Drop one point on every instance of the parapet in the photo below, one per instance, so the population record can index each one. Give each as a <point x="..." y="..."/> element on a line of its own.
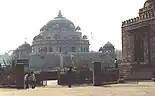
<point x="144" y="14"/>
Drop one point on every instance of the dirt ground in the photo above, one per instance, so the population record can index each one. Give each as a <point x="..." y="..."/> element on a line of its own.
<point x="130" y="89"/>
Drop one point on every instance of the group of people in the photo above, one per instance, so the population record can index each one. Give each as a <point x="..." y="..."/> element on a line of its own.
<point x="30" y="80"/>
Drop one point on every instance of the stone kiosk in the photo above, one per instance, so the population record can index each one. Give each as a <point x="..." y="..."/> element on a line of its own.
<point x="138" y="43"/>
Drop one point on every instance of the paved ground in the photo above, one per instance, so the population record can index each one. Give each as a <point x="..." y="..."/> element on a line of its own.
<point x="131" y="89"/>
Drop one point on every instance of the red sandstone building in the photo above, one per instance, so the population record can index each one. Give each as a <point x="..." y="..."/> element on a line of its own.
<point x="138" y="43"/>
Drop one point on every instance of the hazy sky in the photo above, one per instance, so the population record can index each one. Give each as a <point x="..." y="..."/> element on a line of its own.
<point x="20" y="19"/>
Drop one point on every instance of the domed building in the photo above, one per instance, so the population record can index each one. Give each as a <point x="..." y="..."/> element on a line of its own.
<point x="23" y="51"/>
<point x="60" y="44"/>
<point x="60" y="35"/>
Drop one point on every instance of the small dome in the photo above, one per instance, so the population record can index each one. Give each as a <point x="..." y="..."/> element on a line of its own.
<point x="108" y="44"/>
<point x="24" y="46"/>
<point x="38" y="37"/>
<point x="148" y="3"/>
<point x="59" y="20"/>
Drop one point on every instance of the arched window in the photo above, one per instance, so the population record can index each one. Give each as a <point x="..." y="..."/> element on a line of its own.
<point x="50" y="49"/>
<point x="73" y="49"/>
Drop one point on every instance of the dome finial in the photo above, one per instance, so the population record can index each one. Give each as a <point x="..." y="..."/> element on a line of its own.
<point x="59" y="15"/>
_ _ _ _ _ _ _
> Exercise brief: Output nothing but the lines from the one that contains "Drop one point on every instance of the hazy" through the final line of the entries above, exactly as they appear.

> Answer below:
Drop one point on every instance of the hazy sky in the photo above, one per instance, so the population record can index each one. Give each as a <point x="..." y="..."/> element on a line of its own.
<point x="20" y="19"/>
Drop one point on every instance of the domed building in the photo above, one per instance, so the population record can index each one. Give each as a <point x="..." y="..."/> element on a line of its own.
<point x="23" y="51"/>
<point x="60" y="44"/>
<point x="60" y="35"/>
Drop one point on every instance of the small dome in the photo above, one per instance, so the population record can index each one. Give each as a <point x="..." y="..."/> element on a line of its own.
<point x="108" y="44"/>
<point x="24" y="46"/>
<point x="38" y="37"/>
<point x="148" y="3"/>
<point x="59" y="20"/>
Drop one point on every instance of the arched window in the photo above, one per instance, so the population record can index each one. Give each as a <point x="..." y="..."/> element on a line of its own.
<point x="50" y="49"/>
<point x="73" y="49"/>
Drop one point on every instance of the dome finial in the photo above, one per instance, so the population record can index each one. Give each as a <point x="..." y="..."/> element on a line of its own.
<point x="59" y="15"/>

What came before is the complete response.